Aim of the exercise
Copy every record that follows, word for word.

Data entries
★ ★ ★

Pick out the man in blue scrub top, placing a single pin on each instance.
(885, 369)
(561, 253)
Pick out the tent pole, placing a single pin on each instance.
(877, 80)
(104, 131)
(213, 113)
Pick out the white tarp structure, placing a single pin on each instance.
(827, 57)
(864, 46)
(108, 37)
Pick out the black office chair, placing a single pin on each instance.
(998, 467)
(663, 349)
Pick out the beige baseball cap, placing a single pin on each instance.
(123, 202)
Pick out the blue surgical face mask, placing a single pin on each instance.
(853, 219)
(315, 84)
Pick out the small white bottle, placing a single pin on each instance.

★ ★ ★

Task result
Pick out the man in blue scrub top, placing a single pin on each instance.
(885, 369)
(561, 253)
Pick out the tent pole, placing a single pin on each instance.
(877, 80)
(104, 131)
(213, 113)
Pick out the white tarp structure, placing a single pin on each instance.
(827, 57)
(864, 46)
(108, 37)
Pick out the black office chair, placing a single pin on each instance.
(998, 467)
(663, 349)
Pick out the beige baseball cap, placing a single pin on each instance.
(123, 202)
Pick out the blue surgical face mask, placing a single pin on each instance.
(853, 219)
(315, 84)
Pick out the small white bottle, placing a single pin on each instance.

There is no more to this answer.